(Referring expression pointing data)
:::::

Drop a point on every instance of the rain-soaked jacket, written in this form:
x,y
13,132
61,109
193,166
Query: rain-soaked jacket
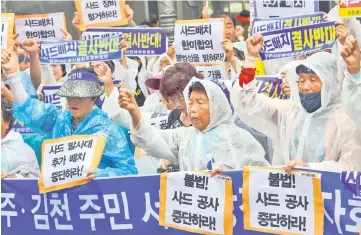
x,y
220,145
351,96
51,123
17,157
326,138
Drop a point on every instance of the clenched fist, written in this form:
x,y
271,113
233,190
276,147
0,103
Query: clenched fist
x,y
254,45
126,99
30,46
350,52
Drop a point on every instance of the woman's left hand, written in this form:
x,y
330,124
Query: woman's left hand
x,y
216,171
5,175
90,175
294,163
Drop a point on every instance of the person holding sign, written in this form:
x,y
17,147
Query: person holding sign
x,y
351,84
17,158
81,91
315,132
212,142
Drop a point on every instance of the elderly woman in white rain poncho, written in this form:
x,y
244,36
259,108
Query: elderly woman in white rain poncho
x,y
212,142
351,89
310,130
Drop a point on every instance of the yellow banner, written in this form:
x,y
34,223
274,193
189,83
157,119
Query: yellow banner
x,y
277,203
350,10
101,13
173,183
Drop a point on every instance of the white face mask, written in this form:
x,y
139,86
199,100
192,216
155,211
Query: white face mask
x,y
158,94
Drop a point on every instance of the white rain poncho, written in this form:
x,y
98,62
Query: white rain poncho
x,y
326,138
220,145
351,96
17,157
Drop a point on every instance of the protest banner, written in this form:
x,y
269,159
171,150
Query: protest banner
x,y
50,97
196,202
211,72
279,8
296,41
66,161
269,86
20,127
40,27
349,8
260,25
283,204
142,41
80,51
199,42
99,13
112,206
352,181
7,29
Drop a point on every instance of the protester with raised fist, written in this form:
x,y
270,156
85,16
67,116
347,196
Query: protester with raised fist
x,y
311,131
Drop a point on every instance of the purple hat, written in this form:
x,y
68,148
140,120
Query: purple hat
x,y
81,84
303,69
154,82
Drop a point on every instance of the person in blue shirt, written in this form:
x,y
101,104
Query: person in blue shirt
x,y
82,118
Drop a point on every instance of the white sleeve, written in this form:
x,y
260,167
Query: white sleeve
x,y
114,111
258,111
351,96
157,143
48,78
127,75
17,89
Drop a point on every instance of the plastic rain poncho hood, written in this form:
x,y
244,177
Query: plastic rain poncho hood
x,y
17,157
326,138
220,145
48,121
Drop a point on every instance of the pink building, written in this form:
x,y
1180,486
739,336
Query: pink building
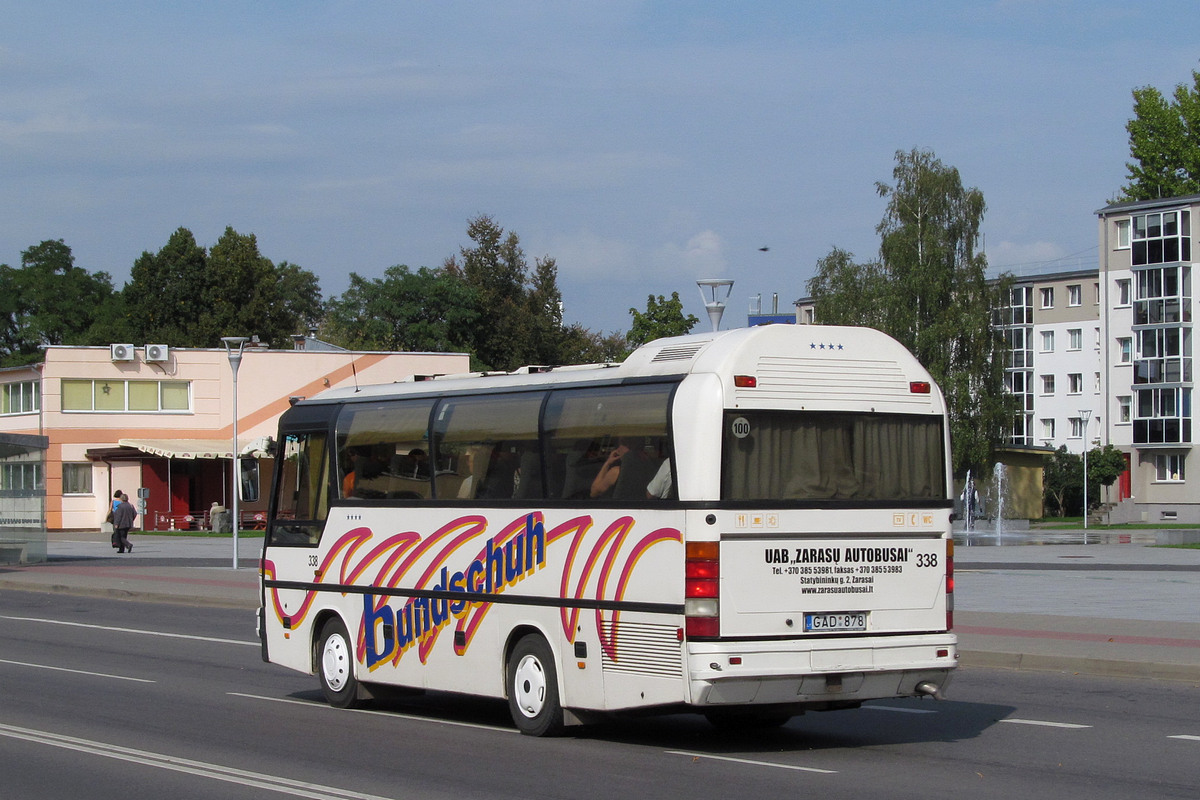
x,y
160,419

:::::

▶ [Exercise directions]:
Repeat the data word for word. Skip the pictures.

▶ [Output below]:
Drop a point on every instance of the rain-soaked jacket, written in this form:
x,y
13,132
61,109
193,166
Query: rain-soaked jacket
x,y
220,145
351,96
51,123
17,157
326,138
Drop a point on every instance of the clenched fist, written in this form:
x,y
271,113
233,190
276,147
0,103
Query: clenched fist
x,y
254,45
126,99
30,46
350,52
Drop a point on every instance of the woman's left hand, written in this form:
x,y
330,124
Query: woman's left hand
x,y
216,171
5,175
90,175
294,163
Drop a point on every instance of the person holding sign, written in this form:
x,y
17,147
Query: person holding sign
x,y
351,84
17,158
81,91
315,132
212,142
Drop a point on every instance of the elderly woman in white rain poncho, written in this form:
x,y
244,36
259,108
Query: elderly woman in white rain poncho
x,y
212,142
351,89
310,130
Drop a point on every instance of the yellow banner, written in this form:
x,y
34,223
274,193
189,83
157,119
Query: yellow banner
x,y
277,203
350,10
101,13
173,183
Drop a point on every instance of the white face mask, written in this form:
x,y
139,86
199,100
192,216
155,211
Query: white face mask
x,y
158,94
Drop a point on every instance of the white rain poncho, written in this form:
x,y
98,62
Query: white rain poncho
x,y
326,138
220,145
351,96
17,157
Drop a point on every instance of the protest banner, written in this form:
x,y
269,159
171,150
Query: protest banner
x,y
50,97
196,202
211,72
279,8
296,41
66,161
269,86
20,127
40,27
349,8
260,25
283,204
142,41
80,51
199,42
99,13
112,206
352,181
7,29
Drop a point on every instance of the protester with raised fist, written in this form:
x,y
270,156
85,16
67,116
347,196
Query: protester with raised fist
x,y
311,131
Drop a point on every instance of the purple hat, written in this form:
x,y
68,148
140,120
Query: purple hat
x,y
81,84
303,69
154,82
Drop a point on every instance of the person in blue shirt, written in this form:
x,y
101,104
Query: person in blue shirt
x,y
82,118
Drop a point on every instance of the white sleeve, written in this form:
x,y
260,167
Query: white sleeve
x,y
114,111
258,111
351,96
157,143
48,78
127,75
17,89
Drop a point on every instance of the plastic rain poncho hood, written in this form:
x,y
244,177
Query: plastic rain poncho hood
x,y
17,157
326,138
220,145
48,121
Drop a point on every instance of the pink building, written in this form:
x,y
1180,486
739,336
Query: pink building
x,y
160,419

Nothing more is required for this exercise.